_Set task:_
In the records below, find the line containing "Question. For every instance of the river surface", then extract that line and all subsequent lines exactly, leaving out everything else.

┄┄┄┄┄┄┄┄┄┄┄┄┄┄┄┄┄┄┄┄

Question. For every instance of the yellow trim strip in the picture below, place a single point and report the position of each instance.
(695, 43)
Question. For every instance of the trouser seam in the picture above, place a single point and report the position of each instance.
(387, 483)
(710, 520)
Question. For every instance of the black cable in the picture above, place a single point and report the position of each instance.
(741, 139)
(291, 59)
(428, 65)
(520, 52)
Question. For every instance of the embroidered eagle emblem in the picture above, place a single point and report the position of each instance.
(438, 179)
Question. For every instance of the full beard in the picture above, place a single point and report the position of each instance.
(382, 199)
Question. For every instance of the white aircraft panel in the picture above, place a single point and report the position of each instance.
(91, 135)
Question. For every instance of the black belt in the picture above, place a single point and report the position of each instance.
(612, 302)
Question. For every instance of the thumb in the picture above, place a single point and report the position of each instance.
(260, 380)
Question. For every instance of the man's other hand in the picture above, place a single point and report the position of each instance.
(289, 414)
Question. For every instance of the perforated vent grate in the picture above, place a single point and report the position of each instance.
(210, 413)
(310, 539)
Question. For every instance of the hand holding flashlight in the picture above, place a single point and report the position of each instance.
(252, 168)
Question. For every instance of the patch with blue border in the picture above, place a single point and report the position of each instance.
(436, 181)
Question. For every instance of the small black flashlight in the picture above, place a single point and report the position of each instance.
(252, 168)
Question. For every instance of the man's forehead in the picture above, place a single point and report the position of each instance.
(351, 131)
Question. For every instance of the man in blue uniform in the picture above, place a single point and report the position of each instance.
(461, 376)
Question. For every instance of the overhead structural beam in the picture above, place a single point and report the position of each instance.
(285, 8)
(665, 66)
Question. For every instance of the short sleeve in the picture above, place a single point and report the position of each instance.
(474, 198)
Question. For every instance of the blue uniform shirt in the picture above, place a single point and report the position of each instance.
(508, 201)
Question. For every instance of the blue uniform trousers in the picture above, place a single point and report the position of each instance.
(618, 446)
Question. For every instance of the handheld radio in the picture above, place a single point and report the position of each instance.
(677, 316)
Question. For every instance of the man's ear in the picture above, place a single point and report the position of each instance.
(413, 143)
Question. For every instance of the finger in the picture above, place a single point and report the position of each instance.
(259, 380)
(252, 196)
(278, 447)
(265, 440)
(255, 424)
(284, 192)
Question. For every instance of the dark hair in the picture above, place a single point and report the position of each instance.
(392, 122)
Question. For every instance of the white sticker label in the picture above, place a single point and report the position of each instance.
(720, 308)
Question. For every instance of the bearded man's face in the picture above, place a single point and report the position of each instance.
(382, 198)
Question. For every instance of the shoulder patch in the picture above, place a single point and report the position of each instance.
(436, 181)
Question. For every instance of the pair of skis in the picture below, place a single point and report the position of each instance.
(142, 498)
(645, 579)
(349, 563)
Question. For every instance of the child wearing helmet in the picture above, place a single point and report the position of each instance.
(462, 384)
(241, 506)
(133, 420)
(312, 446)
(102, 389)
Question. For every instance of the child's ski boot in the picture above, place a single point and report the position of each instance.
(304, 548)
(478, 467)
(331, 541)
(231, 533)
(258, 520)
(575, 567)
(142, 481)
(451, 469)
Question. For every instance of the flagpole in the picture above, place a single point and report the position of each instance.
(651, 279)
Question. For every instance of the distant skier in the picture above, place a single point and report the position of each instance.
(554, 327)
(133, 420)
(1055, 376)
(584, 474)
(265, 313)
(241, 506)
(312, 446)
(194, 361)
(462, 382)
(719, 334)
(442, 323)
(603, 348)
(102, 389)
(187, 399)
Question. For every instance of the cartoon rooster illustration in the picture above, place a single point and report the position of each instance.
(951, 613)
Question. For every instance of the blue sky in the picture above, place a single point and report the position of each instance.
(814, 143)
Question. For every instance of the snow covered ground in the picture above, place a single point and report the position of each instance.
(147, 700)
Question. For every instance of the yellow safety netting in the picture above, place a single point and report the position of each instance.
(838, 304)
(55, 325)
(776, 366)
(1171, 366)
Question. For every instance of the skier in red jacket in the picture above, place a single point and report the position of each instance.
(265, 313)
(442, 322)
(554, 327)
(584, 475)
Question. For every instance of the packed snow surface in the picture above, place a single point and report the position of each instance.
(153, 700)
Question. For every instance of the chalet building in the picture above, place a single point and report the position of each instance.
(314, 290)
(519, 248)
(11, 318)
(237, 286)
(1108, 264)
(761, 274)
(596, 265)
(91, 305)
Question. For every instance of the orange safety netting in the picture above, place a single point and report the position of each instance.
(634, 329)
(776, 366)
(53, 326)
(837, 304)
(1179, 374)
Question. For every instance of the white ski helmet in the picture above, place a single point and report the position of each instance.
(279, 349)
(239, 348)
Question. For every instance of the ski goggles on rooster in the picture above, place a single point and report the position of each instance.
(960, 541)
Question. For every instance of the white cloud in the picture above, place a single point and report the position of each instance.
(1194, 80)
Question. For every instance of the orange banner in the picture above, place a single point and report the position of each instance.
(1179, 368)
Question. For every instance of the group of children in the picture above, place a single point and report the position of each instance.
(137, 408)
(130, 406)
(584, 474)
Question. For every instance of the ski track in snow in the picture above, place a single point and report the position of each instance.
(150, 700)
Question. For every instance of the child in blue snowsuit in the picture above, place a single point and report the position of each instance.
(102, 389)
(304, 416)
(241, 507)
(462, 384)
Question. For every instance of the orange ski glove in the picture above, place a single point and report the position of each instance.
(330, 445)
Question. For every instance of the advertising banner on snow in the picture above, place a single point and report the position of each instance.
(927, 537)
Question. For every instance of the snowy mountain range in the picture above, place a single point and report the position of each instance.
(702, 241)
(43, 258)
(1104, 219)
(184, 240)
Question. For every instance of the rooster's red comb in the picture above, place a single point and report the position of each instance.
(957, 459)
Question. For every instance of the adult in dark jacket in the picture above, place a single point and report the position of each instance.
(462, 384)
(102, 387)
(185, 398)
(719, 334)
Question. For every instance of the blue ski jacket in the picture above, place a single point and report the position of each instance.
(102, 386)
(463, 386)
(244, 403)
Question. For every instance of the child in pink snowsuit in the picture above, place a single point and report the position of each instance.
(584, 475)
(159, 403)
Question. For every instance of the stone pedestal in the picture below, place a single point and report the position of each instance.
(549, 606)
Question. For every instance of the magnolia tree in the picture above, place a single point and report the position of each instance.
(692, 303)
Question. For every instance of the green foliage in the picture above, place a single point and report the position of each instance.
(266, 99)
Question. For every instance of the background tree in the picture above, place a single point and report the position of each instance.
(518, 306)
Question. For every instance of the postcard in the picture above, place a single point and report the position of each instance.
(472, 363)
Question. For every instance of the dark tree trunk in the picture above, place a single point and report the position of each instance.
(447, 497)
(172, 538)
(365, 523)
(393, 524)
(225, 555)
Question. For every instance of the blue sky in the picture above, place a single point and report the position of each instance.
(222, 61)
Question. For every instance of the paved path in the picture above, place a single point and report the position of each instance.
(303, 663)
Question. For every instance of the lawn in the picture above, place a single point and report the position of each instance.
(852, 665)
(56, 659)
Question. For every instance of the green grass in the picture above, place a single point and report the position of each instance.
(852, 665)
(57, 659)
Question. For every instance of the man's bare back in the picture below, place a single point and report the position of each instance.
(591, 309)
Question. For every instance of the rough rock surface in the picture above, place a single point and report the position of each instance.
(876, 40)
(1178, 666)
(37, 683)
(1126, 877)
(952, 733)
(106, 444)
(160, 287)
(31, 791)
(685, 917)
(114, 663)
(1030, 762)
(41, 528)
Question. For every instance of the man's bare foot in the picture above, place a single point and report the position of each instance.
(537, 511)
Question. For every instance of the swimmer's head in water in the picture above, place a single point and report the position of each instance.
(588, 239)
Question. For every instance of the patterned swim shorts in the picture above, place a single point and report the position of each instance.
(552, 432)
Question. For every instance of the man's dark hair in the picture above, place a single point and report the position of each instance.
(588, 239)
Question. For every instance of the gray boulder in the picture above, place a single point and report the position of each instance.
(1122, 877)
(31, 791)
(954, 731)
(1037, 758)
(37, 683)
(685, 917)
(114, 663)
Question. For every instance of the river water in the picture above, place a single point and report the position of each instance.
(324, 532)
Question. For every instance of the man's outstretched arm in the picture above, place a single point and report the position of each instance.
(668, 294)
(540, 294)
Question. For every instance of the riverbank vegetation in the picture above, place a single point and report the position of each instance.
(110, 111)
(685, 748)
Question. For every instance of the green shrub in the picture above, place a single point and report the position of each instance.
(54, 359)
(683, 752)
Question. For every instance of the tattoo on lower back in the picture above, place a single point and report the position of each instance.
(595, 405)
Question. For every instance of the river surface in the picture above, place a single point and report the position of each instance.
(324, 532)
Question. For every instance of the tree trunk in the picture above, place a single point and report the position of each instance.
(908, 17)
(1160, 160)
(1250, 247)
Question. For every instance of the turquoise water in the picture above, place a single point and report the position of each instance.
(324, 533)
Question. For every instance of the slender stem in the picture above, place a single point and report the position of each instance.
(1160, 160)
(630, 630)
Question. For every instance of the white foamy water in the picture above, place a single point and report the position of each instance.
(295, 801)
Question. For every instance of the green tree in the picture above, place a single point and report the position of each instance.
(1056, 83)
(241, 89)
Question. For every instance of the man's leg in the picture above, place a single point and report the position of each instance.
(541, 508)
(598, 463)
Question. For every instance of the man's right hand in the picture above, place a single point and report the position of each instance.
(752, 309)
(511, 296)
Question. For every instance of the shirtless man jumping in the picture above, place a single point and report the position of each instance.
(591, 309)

┄┄┄┄┄┄┄┄┄┄┄┄┄┄┄┄┄┄┄┄

_Solved exercise:_
Question. For every instance of the river surface in the picture above, place a single point and report the position of each instance.
(324, 532)
Question. For every instance of the tree trunk in the picture above, place a single point and report the position of each instance.
(908, 17)
(1160, 160)
(1250, 247)
Question. For every instance of the turquoise water in the picture above, place a single point and report the position of each instance.
(324, 533)
Question. For every instance of the slender stem in the picture above, place a single point and report the position of each instance.
(1160, 160)
(630, 630)
Question. For every instance of the white foamy water in the picture above, place a single point and report the position of each instance.
(295, 801)
Question. For every instance of the green tree in the picture above, place a single point and report the position of each instance.
(1056, 83)
(241, 89)
Question. For every instance of the man's leg in the picture above, place a single point and report the position of each instance.
(541, 508)
(598, 463)
Question. For every instance of the man's right hand in the picture above, place a single point and report the position of each instance.
(752, 309)
(511, 296)
Question. For every instance of the shirtless man jumping in the picture above, place a single point and report the position of each instance.
(591, 309)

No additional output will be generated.